*DATA*
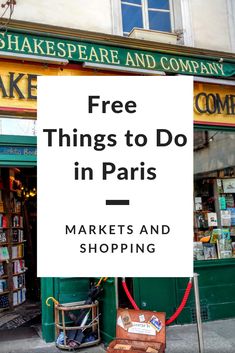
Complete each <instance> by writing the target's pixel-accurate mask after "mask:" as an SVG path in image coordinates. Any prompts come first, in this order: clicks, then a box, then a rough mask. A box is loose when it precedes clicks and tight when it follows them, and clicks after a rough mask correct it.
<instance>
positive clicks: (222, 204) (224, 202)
mask: <svg viewBox="0 0 235 353" xmlns="http://www.w3.org/2000/svg"><path fill="white" fill-rule="evenodd" d="M219 208H220V210H226V208H227V205H226V198H225V196H220V197H219Z"/></svg>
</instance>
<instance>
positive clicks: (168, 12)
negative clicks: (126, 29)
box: [120, 0, 175, 36]
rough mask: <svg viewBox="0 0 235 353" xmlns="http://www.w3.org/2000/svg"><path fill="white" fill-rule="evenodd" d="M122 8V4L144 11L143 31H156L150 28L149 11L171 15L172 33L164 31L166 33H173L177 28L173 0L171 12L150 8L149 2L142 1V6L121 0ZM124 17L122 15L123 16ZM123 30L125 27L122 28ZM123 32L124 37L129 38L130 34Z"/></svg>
mask: <svg viewBox="0 0 235 353" xmlns="http://www.w3.org/2000/svg"><path fill="white" fill-rule="evenodd" d="M120 3H121V6H122V4H124V5H128V6H133V7H140V8H141V10H142V22H143V29H148V30H154V29H151V28H149V11H154V12H164V13H169V14H170V27H171V31H170V32H168V31H164V32H166V33H173V32H174V30H175V28H174V16H173V0H169V10H165V9H158V8H152V7H148V0H141V4H134V3H131V2H128V0H120ZM121 15H122V14H121ZM122 25H123V23H122ZM122 28H123V26H122ZM122 32H123V35H125V36H128V34H129V33H130V32H124V31H122Z"/></svg>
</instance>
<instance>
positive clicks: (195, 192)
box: [194, 178, 235, 260]
mask: <svg viewBox="0 0 235 353" xmlns="http://www.w3.org/2000/svg"><path fill="white" fill-rule="evenodd" d="M234 186H235V178H224V179H215V178H208V179H203V180H200V181H198V182H197V183H196V188H195V189H196V190H195V198H194V260H214V259H228V258H232V257H235V250H234V244H235V187H234Z"/></svg>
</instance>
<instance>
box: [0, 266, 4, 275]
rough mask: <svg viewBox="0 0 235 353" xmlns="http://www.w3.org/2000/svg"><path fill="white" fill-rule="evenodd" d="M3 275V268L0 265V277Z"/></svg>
mask: <svg viewBox="0 0 235 353" xmlns="http://www.w3.org/2000/svg"><path fill="white" fill-rule="evenodd" d="M4 275H5V271H4V266H3V264H0V277H1V276H4Z"/></svg>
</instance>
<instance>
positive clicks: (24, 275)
mask: <svg viewBox="0 0 235 353" xmlns="http://www.w3.org/2000/svg"><path fill="white" fill-rule="evenodd" d="M24 285H25V275H19V276H13V287H14V289H19V288H22V287H24Z"/></svg>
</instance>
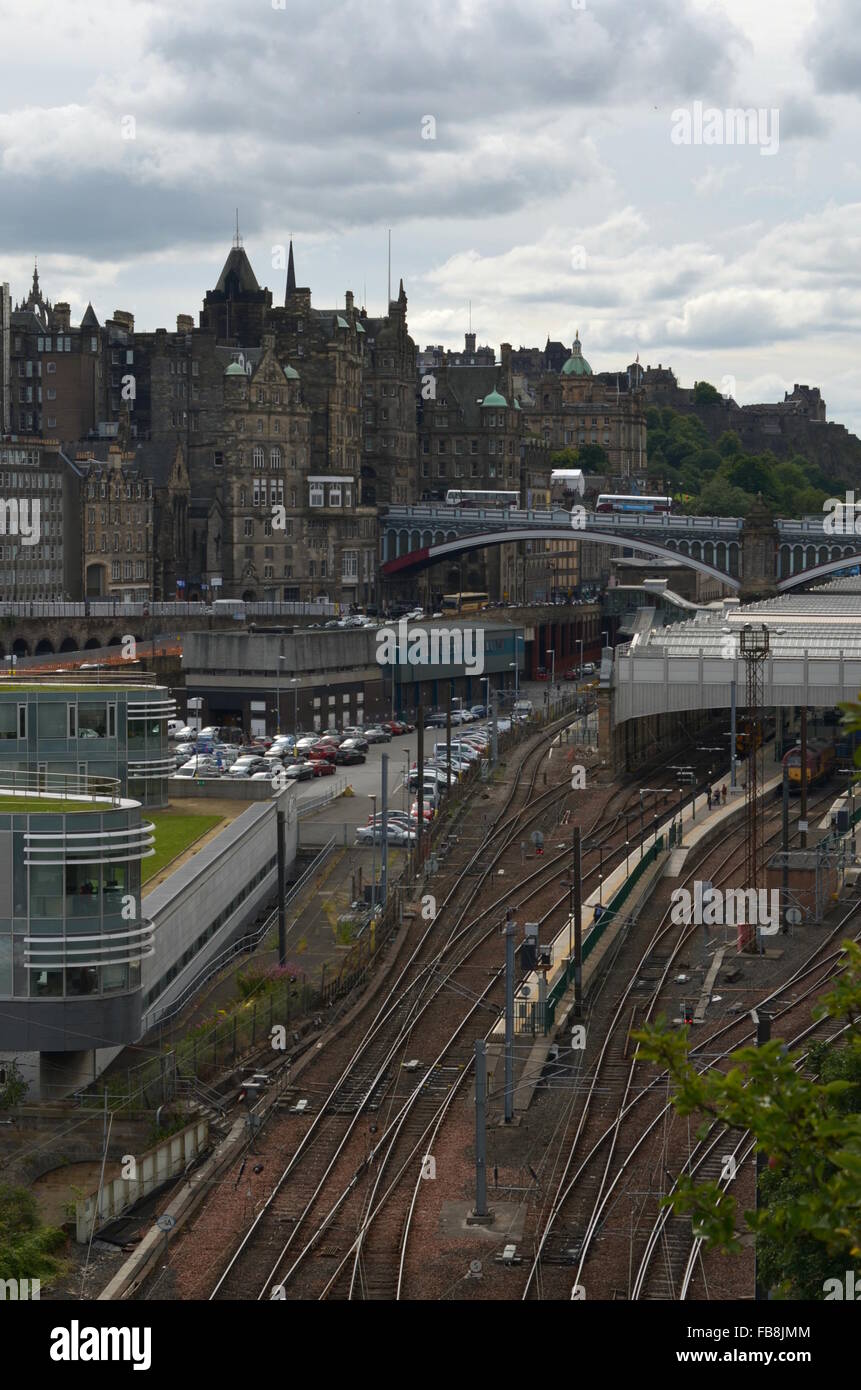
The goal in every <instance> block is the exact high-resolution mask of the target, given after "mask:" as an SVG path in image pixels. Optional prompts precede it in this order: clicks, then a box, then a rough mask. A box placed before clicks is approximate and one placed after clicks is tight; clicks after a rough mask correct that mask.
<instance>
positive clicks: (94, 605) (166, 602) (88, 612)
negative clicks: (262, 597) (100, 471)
mask: <svg viewBox="0 0 861 1390" xmlns="http://www.w3.org/2000/svg"><path fill="white" fill-rule="evenodd" d="M231 602H232V600H231ZM235 606H236V610H238V612H242V613H245V614H249V616H252V617H337V616H338V614H339V613H341V612H342V610H344V605H342V603H337V602H334V600H332V599H307V600H295V602H293V600H287V599H284V600H280V599H259V600H256V602H248V603H246V602H243V600H242V599H236V600H235ZM220 612H221V610H214V612H213V605H211V602H206V603H203V602H198V603H193V602H188V600H179V602H166V600H154V599H153V600H152V602H147V600H143V602H138V603H124V602H122V600H121V599H85V600H82V602H71V600H70V602H47V600H38V599H31V600H24V602H13V600H11V599H4V600H3V602H0V617H117V619H121V617H207V616H209V617H211V616H218V613H220ZM224 616H227V617H230V616H231V612H230V610H227V612H225V613H224Z"/></svg>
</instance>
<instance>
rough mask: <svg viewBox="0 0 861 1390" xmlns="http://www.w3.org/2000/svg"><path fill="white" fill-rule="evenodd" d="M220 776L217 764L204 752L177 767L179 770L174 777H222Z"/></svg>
mask: <svg viewBox="0 0 861 1390" xmlns="http://www.w3.org/2000/svg"><path fill="white" fill-rule="evenodd" d="M220 776H221V773H220V770H218V767H217V765H216V763H214V762H213V760H211V759H210V758H207V756H206V755H203V753H200V755H198V756H196V758H189V759H188V762H185V763H182V766H181V767H177V771H175V773H174V777H181V778H186V777H188V778H191V777H220Z"/></svg>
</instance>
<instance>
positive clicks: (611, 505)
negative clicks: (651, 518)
mask: <svg viewBox="0 0 861 1390" xmlns="http://www.w3.org/2000/svg"><path fill="white" fill-rule="evenodd" d="M672 506H673V499H672V498H641V496H640V495H638V493H636V492H633V493H630V495H626V493H622V492H602V493H601V496H600V498H598V500H597V502H595V512H623V513H625V512H638V513H644V514H645V516H654V514H658V513H661V512H670V510H672Z"/></svg>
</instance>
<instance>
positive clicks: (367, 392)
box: [360, 281, 419, 507]
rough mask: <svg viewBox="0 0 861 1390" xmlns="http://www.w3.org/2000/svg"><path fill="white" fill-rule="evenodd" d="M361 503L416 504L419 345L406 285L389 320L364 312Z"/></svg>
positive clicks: (394, 305) (380, 506) (396, 299)
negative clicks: (417, 409)
mask: <svg viewBox="0 0 861 1390" xmlns="http://www.w3.org/2000/svg"><path fill="white" fill-rule="evenodd" d="M360 325H362V327H363V328H364V335H366V336H364V359H363V377H362V435H363V438H362V500H363V502H364V503H366V505H367V506H376V507H387V506H402V505H410V503H413V502H416V499H417V495H419V488H417V481H419V480H417V467H416V466H417V448H419V443H417V430H416V345H415V342H413V339H412V338H410V336H409V332H408V329H406V295H405V292H403V281H401V288H399V291H398V299H395V300H391V302H389V306H388V316H387V317H385V318H369V317H367V314H366V313H364V310H362V318H360Z"/></svg>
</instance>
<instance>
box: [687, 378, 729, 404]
mask: <svg viewBox="0 0 861 1390" xmlns="http://www.w3.org/2000/svg"><path fill="white" fill-rule="evenodd" d="M718 400H723V396H722V395H721V392H719V391H718V389H716V388H715V386H712V384H711V381H698V382H697V384H695V386H694V404H697V406H714V404H715V403H716V402H718Z"/></svg>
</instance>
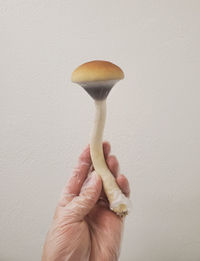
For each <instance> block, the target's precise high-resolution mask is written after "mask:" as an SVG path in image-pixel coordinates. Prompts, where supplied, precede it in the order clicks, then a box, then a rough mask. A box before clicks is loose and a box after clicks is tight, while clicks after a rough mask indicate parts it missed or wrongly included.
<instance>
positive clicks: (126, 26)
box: [0, 0, 200, 261]
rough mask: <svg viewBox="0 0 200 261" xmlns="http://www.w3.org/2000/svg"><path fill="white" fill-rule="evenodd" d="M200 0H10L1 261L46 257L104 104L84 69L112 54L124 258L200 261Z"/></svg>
mask: <svg viewBox="0 0 200 261" xmlns="http://www.w3.org/2000/svg"><path fill="white" fill-rule="evenodd" d="M199 14H200V1H198V0H197V1H195V0H180V1H177V0H166V1H159V0H153V1H145V0H142V1H141V0H135V1H131V0H129V1H124V0H117V1H116V0H110V1H107V0H101V1H94V0H85V1H75V0H59V1H53V0H4V1H0V35H1V40H0V72H1V78H0V107H1V108H0V115H1V116H0V117H1V118H0V125H1V128H0V170H1V174H0V175H1V181H0V201H1V202H0V203H1V204H0V242H1V243H0V260H1V261H26V260H29V261H35V260H40V255H41V248H42V244H43V241H44V236H45V233H46V231H47V229H48V226H49V223H50V220H51V218H52V215H53V211H54V208H55V205H56V202H57V199H58V196H59V193H60V190H61V188H62V187H63V184H64V183H65V181H66V179H67V177H68V175H69V174H70V173H71V170H72V168H73V167H74V166H75V163H76V160H77V157H78V155H79V153H80V152H81V150H82V148H83V147H84V146H85V145H86V144H87V143H88V141H89V133H90V128H91V125H92V119H93V103H92V100H91V99H90V98H89V96H88V95H87V94H86V93H85V92H84V91H83V90H82V89H81V88H80V87H78V86H76V85H74V84H72V83H71V82H70V76H71V72H72V71H73V69H74V68H75V67H76V66H77V65H79V64H81V63H83V62H85V61H89V60H93V59H105V60H110V61H113V62H114V63H116V64H118V65H119V66H121V67H122V68H123V70H124V72H125V74H126V78H125V79H124V80H123V81H121V82H120V83H119V84H118V85H117V86H116V87H115V88H114V89H113V90H112V92H111V93H110V95H109V100H108V120H107V124H106V129H105V139H107V140H109V141H110V142H111V144H112V148H113V153H114V154H116V155H117V156H118V158H119V160H120V163H121V171H122V172H123V173H125V174H126V175H127V177H128V179H129V181H130V184H131V189H132V201H133V211H132V214H131V215H130V216H129V217H128V218H127V222H126V229H125V233H124V240H123V245H122V254H121V259H120V260H123V261H147V260H148V261H161V260H162V261H197V260H200V250H199V249H200V221H199V220H200V189H199V182H200V160H199V155H200V137H199V133H200V123H199V113H200V108H199V107H200V106H199V99H200V98H199V95H200V91H199V88H200V87H199V85H200V76H199V75H200V70H199V68H200V48H199V46H200V35H199V33H200V15H199Z"/></svg>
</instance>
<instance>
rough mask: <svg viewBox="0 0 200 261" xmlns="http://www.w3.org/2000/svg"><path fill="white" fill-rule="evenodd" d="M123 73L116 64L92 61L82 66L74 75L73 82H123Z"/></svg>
mask: <svg viewBox="0 0 200 261" xmlns="http://www.w3.org/2000/svg"><path fill="white" fill-rule="evenodd" d="M123 78H124V73H123V71H122V70H121V69H120V68H119V67H118V66H117V65H115V64H113V63H111V62H108V61H98V60H96V61H91V62H87V63H84V64H82V65H80V66H79V67H78V68H76V69H75V71H74V72H73V73H72V77H71V80H72V82H75V83H84V82H93V81H108V80H121V79H123Z"/></svg>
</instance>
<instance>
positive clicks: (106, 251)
mask: <svg viewBox="0 0 200 261" xmlns="http://www.w3.org/2000/svg"><path fill="white" fill-rule="evenodd" d="M103 149H104V155H105V158H106V162H107V165H108V167H109V169H110V171H111V172H112V173H113V175H114V177H115V178H116V182H117V183H118V185H119V187H120V188H121V190H122V192H123V193H124V194H125V195H126V196H129V184H128V181H127V179H126V177H125V176H124V175H119V174H118V169H119V165H118V161H117V159H116V157H115V156H110V155H109V153H110V145H109V144H108V143H104V144H103ZM91 168H92V163H91V158H90V150H89V146H88V147H87V148H86V149H85V150H84V151H83V153H82V154H81V155H80V158H79V163H78V167H77V168H76V169H75V170H74V172H73V175H72V176H71V177H70V179H69V180H68V182H67V184H66V186H65V188H64V191H63V192H62V195H61V199H60V200H59V202H58V206H57V208H56V212H55V216H54V219H53V222H52V225H51V227H50V230H49V232H48V234H47V238H46V241H45V245H44V249H43V256H42V261H115V260H117V259H118V257H119V252H120V242H121V237H122V232H123V223H124V222H123V219H122V218H120V217H119V216H117V215H116V214H115V213H114V212H112V211H111V210H110V209H109V204H108V201H107V199H106V196H105V194H104V191H103V189H102V182H101V178H100V176H99V175H98V174H96V173H95V171H93V172H91Z"/></svg>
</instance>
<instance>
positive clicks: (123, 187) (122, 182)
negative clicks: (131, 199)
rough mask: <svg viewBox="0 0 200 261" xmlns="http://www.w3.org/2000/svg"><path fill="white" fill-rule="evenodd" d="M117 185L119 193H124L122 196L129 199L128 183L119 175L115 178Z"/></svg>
mask: <svg viewBox="0 0 200 261" xmlns="http://www.w3.org/2000/svg"><path fill="white" fill-rule="evenodd" d="M116 181H117V184H118V185H119V187H120V189H121V191H122V192H123V193H124V195H125V196H126V197H129V195H130V187H129V182H128V180H127V178H126V177H125V176H124V175H122V174H120V175H119V176H118V177H117V178H116Z"/></svg>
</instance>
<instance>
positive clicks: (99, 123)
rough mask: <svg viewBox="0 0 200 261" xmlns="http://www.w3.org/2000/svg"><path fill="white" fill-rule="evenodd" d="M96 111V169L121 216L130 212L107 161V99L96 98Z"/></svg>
mask: <svg viewBox="0 0 200 261" xmlns="http://www.w3.org/2000/svg"><path fill="white" fill-rule="evenodd" d="M95 106H96V112H95V120H94V128H93V131H92V135H91V143H90V153H91V158H92V163H93V166H94V169H95V171H96V172H97V173H98V174H99V175H100V176H101V178H102V181H103V187H104V191H105V193H106V196H107V198H108V201H109V203H110V208H111V209H112V210H113V211H114V212H116V214H118V215H119V216H125V215H126V214H127V213H128V199H127V198H126V197H125V195H124V194H123V193H122V191H121V190H120V188H119V187H118V185H117V183H116V181H115V178H114V176H113V175H112V173H111V172H110V170H109V169H108V167H107V164H106V162H105V158H104V153H103V146H102V138H103V130H104V125H105V119H106V99H104V100H95Z"/></svg>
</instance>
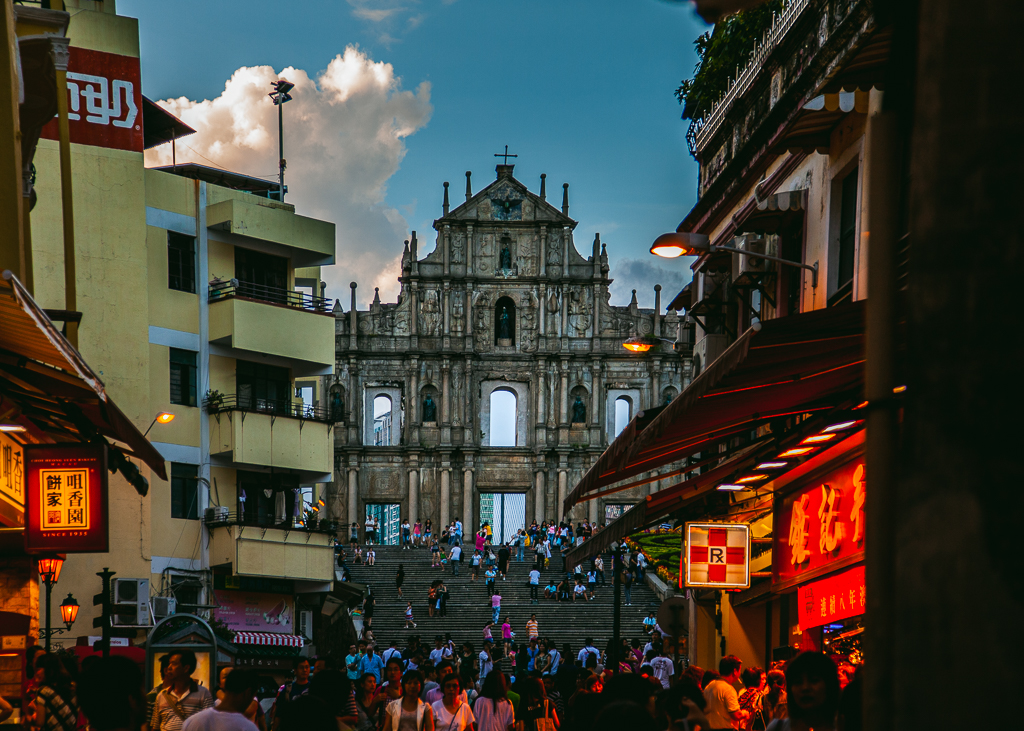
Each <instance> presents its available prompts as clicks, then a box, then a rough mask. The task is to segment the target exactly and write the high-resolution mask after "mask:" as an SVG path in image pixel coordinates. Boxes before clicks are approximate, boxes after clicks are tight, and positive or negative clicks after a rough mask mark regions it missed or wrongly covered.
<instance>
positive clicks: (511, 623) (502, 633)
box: [502, 614, 515, 654]
mask: <svg viewBox="0 0 1024 731" xmlns="http://www.w3.org/2000/svg"><path fill="white" fill-rule="evenodd" d="M513 637H515V633H513V632H512V621H511V620H510V619H509V617H508V615H507V614H506V615H505V621H503V622H502V642H503V643H504V645H505V653H506V654H508V652H509V651H510V650H511V649H512V638H513Z"/></svg>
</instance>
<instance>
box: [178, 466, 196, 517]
mask: <svg viewBox="0 0 1024 731" xmlns="http://www.w3.org/2000/svg"><path fill="white" fill-rule="evenodd" d="M171 517H172V518H182V519H185V520H199V467H198V466H197V465H184V464H180V463H178V462H172V463H171Z"/></svg>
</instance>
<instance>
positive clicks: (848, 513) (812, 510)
mask: <svg viewBox="0 0 1024 731" xmlns="http://www.w3.org/2000/svg"><path fill="white" fill-rule="evenodd" d="M865 489H866V479H865V473H864V460H863V458H862V457H858V458H857V459H854V460H851V461H850V462H847V463H846V464H844V465H842V466H841V467H838V468H836V469H834V470H831V471H830V472H827V473H826V474H824V475H822V476H820V477H818V478H817V479H815V480H812V481H811V482H810V483H809V484H806V485H804V486H803V487H801V488H800V489H798V490H797V491H795V492H793V493H791V494H787V496H786V497H785V498H783V499H782V500H781V502H780V503H778V504H776V508H775V516H774V542H773V547H772V584H773V586H775V587H776V588H784V587H790V586H794V585H796V584H802V583H804V582H807V580H810V579H812V578H816V577H817V576H820V575H823V574H825V573H828V572H830V571H835V570H838V569H841V568H844V567H846V566H850V565H853V564H854V563H857V562H858V561H860V560H862V559H863V556H864V499H865Z"/></svg>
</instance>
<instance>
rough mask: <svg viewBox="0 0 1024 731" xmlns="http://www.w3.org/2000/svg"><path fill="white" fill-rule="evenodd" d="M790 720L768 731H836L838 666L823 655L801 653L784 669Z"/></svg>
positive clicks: (839, 698)
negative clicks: (835, 730) (787, 698)
mask: <svg viewBox="0 0 1024 731" xmlns="http://www.w3.org/2000/svg"><path fill="white" fill-rule="evenodd" d="M785 687H786V693H787V695H788V702H787V711H788V718H786V719H782V720H778V721H772V722H771V723H770V724H769V725H768V731H805V730H807V729H814V730H815V731H833V730H834V729H835V728H836V714H837V712H838V709H839V701H840V684H839V671H838V670H837V668H836V663H835V662H833V660H831V658H830V657H828V656H827V655H823V654H822V653H820V652H812V651H809V652H801V653H800V654H799V655H797V656H796V657H794V658H793V659H792V660H791V661H790V663H788V664H787V665H786V666H785Z"/></svg>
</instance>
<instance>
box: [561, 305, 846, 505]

*WHAT TO PRODUCE*
The answer must consist solely of the lines from the first line of the data through the line containing "box: [0, 266, 4, 275]", inclusive, reproduced exactly and without pictures.

*COMPLETED TASK*
Complete each <instance> by writing the target's pixel-accurate mask after "mask:" as an SVG path in image coordinates. Any prompts come first, in this order: clicks, then a box, then a rough mask. A box is loose when it precedes clicks and tight when it follows them, and clicks after a rough mask correct it.
<instance>
positive clicks: (222, 204) (224, 202)
mask: <svg viewBox="0 0 235 353" xmlns="http://www.w3.org/2000/svg"><path fill="white" fill-rule="evenodd" d="M219 208H220V210H226V208H227V205H226V198H225V196H220V197H219Z"/></svg>
</instance>
<instance>
positive clicks: (168, 12)
negative clicks: (126, 29)
box: [120, 0, 175, 36]
rough mask: <svg viewBox="0 0 235 353" xmlns="http://www.w3.org/2000/svg"><path fill="white" fill-rule="evenodd" d="M122 8V4L144 11L143 31H156L150 28L149 11L171 15L172 33L164 31L166 33H173L177 28L173 0L171 12L150 8L149 2L142 1V6L121 0ZM124 17L122 15L123 16ZM123 30L125 27L122 28ZM123 32L124 37L129 38L130 34Z"/></svg>
mask: <svg viewBox="0 0 235 353" xmlns="http://www.w3.org/2000/svg"><path fill="white" fill-rule="evenodd" d="M120 3H121V6H122V4H124V5H128V6H133V7H140V8H141V10H142V22H143V29H148V30H154V29H151V28H149V11H154V12H164V13H169V14H170V27H171V31H170V32H168V31H164V32H166V33H173V32H174V30H175V28H174V16H173V0H169V10H165V9H158V8H152V7H148V0H141V4H134V3H131V2H128V0H120ZM121 15H122V14H121ZM122 25H123V23H122ZM122 28H123V26H122ZM122 32H123V35H125V36H128V34H129V33H130V32H124V31H122Z"/></svg>
</instance>
<instance>
positive clicks: (195, 192)
box: [194, 178, 235, 260]
mask: <svg viewBox="0 0 235 353" xmlns="http://www.w3.org/2000/svg"><path fill="white" fill-rule="evenodd" d="M234 186H235V178H224V179H215V178H208V179H203V180H200V181H198V182H197V183H196V188H195V189H196V190H195V198H194V260H214V259H228V258H232V257H235V250H234V244H235V187H234Z"/></svg>
</instance>
<instance>
box: [0, 266, 4, 275]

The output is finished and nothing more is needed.